**TEXT PASSAGE:**
*****
# Bosch Fuel Pump Recall



## A3_yuppie (Jun 5, 2006)

Fuel pump failure potentially affecting 6,204 MQB vehicles (A3, GTI, Golf). From the VW press release on Autoblog (emphasis added):

CONSEQUENCE:
If the fuel pump fails, the vehicle will not start, or *if the engine is running, it will stop and the vehicle will stall*, increasing the risk of a crash.

http://www.autoblog.com/2015/04/27/vw-gti-audi-a3-bosch-fuel-pump-recall/

http://www-odi.nhtsa.dot.gov/acms/cs/jaxrs/download/doc/UCM477490/RCLRPT-15V229-7826.PDF

My VIN seems to be clear according to the Audi Recall Services webpage ...

http://web.audiusa.com/recall

... but I am not sure whether the webpage has the latest information as the NHTSA submission is dated April 24, 2015.


----------



## ProjectA3 (Aug 12, 2005)

my VIN doesn't fall under the campaign but this happened to my car in January and i was trying to pass a semi truck when it happened. i was able to get to the roadside safely and call roadside assistance.
*****
**WRITTEN TASKS:**
A. Translate this sentence from the fuel pump recall thread into Spanish: "If the fuel pump fails, the vehicle will not start, or if the engine is running, it will stop and the vehicle will stall, increasing the risk of a crash."
B. Repeat everything in the fuel pump recall thread from "http://web.audiusa.com/recall" down to "call roadside assistance.".
C. Condense the paragraph of the fuel pump recall thread that begins "my VIN doesn't fall under the campaign" into a single shorter sentence that keeps its main facts.

**DATA:**
*****
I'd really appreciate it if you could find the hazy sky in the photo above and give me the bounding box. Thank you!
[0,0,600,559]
*****
**SOLUTIONS TO THE EXERCISE:**
A. Si la bomba de combustible falla, el vehículo no arrancará o, si el motor está en marcha, se detendrá y el vehículo se calará, lo que aumenta el riesgo de un choque.

B.
http://web.audiusa.com/recall

... but I am not sure whether the webpage has the latest information as the NHTSA submission is dated April 24, 2015.


----------



## ProjectA3 (Aug 12, 2005)

my VIN doesn't fall under the campaign but this happened to my car in January and i was trying to pass a semi truck when it happened. i was able to get to the roadside safely and call roadside assistance.

C. The writer's VIN isn't in the campaign, yet the car's fuel pump failed in January while passing a semi truck; the driver reached the roadside safely and called roadside assistance.